*ACTIVITY:* Starting at the first line of the data and ending at the line with "pixel 19 187", copy each line exactly. Include both of those lines, but no pictures.

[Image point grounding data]
——

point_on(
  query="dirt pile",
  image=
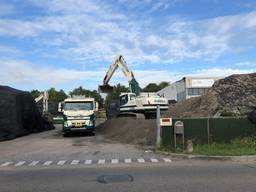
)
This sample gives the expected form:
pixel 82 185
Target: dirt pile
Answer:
pixel 231 96
pixel 129 130
pixel 19 114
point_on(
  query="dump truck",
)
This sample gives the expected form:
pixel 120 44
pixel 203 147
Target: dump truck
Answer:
pixel 78 114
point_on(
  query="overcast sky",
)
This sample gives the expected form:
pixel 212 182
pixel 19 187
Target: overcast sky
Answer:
pixel 68 43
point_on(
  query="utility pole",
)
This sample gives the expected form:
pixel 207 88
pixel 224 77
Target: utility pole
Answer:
pixel 158 131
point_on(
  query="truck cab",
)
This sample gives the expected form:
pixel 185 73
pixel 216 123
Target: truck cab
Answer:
pixel 78 114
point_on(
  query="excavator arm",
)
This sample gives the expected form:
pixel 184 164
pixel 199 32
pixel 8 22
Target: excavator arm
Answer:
pixel 119 62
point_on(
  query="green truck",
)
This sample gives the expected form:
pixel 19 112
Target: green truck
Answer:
pixel 78 114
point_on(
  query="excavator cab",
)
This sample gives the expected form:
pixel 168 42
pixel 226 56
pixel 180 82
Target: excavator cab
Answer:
pixel 105 88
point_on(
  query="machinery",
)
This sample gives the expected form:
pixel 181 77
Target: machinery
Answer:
pixel 43 96
pixel 135 101
pixel 78 114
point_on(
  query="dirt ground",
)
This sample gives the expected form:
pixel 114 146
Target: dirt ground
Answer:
pixel 129 130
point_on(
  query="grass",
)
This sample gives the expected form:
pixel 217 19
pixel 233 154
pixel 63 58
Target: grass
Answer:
pixel 237 147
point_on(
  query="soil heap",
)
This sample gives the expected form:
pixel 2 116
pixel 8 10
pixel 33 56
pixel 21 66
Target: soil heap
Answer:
pixel 19 114
pixel 129 130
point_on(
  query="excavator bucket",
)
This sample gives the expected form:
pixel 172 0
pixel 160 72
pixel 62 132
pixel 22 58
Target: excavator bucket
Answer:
pixel 105 88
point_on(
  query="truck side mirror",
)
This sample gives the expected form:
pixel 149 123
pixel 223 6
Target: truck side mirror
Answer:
pixel 60 107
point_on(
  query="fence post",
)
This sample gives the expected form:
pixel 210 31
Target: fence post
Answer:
pixel 208 131
pixel 158 132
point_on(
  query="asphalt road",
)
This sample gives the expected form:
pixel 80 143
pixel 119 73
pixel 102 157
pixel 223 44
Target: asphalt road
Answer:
pixel 49 162
pixel 179 176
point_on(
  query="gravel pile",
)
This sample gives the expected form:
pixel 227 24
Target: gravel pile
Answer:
pixel 129 130
pixel 231 96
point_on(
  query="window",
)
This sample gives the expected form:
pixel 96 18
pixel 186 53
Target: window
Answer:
pixel 197 91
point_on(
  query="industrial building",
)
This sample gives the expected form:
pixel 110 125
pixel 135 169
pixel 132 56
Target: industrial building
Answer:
pixel 187 87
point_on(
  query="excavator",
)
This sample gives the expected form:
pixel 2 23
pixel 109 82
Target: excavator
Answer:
pixel 134 102
pixel 43 96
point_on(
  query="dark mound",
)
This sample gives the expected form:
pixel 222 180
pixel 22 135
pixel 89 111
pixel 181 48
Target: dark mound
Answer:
pixel 19 114
pixel 231 96
pixel 129 130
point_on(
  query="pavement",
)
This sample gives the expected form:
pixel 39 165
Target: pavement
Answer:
pixel 48 161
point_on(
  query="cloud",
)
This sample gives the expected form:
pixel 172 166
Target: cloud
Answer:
pixel 6 50
pixel 22 72
pixel 220 72
pixel 6 9
pixel 246 64
pixel 94 31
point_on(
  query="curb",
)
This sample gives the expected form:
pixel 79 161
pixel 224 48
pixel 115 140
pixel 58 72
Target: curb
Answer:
pixel 244 158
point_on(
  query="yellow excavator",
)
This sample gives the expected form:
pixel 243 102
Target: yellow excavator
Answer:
pixel 135 101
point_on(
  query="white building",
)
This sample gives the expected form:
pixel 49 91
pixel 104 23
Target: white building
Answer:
pixel 187 87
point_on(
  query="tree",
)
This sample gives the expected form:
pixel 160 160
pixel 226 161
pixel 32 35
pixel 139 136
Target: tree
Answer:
pixel 35 93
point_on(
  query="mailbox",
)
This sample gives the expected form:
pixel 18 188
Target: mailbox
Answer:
pixel 178 130
pixel 165 122
pixel 179 127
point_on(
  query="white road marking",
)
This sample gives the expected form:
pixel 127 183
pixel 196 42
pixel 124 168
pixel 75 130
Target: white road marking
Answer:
pixel 115 161
pixel 167 160
pixel 101 161
pixel 74 162
pixel 88 162
pixel 46 163
pixel 61 162
pixel 20 163
pixel 141 160
pixel 33 163
pixel 153 160
pixel 6 164
pixel 127 160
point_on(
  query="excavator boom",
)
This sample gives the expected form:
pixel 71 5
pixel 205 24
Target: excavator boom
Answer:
pixel 119 62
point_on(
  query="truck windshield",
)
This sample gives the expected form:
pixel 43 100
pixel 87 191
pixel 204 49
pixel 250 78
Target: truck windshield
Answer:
pixel 78 106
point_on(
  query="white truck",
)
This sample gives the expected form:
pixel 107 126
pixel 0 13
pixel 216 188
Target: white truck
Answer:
pixel 78 114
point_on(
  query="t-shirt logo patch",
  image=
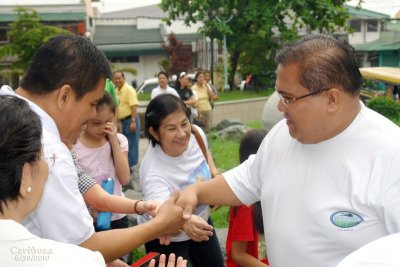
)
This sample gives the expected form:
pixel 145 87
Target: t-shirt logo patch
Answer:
pixel 346 219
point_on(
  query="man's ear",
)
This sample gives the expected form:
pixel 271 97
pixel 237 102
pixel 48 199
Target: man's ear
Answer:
pixel 65 95
pixel 154 134
pixel 26 180
pixel 334 97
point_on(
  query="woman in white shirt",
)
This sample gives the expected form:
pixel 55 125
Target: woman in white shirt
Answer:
pixel 23 174
pixel 173 161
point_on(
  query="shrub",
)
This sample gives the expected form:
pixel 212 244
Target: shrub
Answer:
pixel 385 106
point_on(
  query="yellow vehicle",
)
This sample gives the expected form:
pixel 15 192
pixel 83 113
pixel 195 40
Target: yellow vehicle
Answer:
pixel 380 81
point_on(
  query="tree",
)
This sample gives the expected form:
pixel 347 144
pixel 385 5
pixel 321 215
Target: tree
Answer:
pixel 179 55
pixel 26 35
pixel 260 26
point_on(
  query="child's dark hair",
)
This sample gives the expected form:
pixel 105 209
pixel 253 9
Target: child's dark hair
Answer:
pixel 249 144
pixel 106 100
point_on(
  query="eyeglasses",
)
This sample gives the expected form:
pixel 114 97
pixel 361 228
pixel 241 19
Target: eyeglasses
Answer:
pixel 51 159
pixel 288 100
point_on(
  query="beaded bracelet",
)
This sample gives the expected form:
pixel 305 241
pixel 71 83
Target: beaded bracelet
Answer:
pixel 135 207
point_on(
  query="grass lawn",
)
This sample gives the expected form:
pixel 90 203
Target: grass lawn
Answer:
pixel 227 96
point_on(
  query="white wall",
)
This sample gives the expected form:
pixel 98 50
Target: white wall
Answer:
pixel 147 67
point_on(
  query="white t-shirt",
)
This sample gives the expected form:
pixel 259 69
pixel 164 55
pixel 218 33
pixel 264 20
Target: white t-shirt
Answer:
pixel 158 91
pixel 61 214
pixel 322 201
pixel 19 248
pixel 161 174
pixel 383 252
pixel 99 164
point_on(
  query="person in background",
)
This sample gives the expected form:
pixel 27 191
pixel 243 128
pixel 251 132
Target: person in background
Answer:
pixel 103 153
pixel 24 172
pixel 175 160
pixel 245 223
pixel 205 98
pixel 327 175
pixel 63 83
pixel 163 87
pixel 110 88
pixel 186 94
pixel 128 115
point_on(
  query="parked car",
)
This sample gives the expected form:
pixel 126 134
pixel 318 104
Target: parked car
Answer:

——

*ANSWER FOR THE TASK:*
point_on(
  query="dirt pile",
  image=
)
This sample gives the expected form:
pixel 82 185
Target: dirt pile
Answer:
pixel 231 96
pixel 129 130
pixel 19 114
point_on(
  query="dump truck",
)
This sample gives the expected form:
pixel 120 44
pixel 203 147
Target: dump truck
Answer:
pixel 78 114
point_on(
  query="overcast sky",
)
This sample gives the expected form:
pixel 212 182
pixel 19 187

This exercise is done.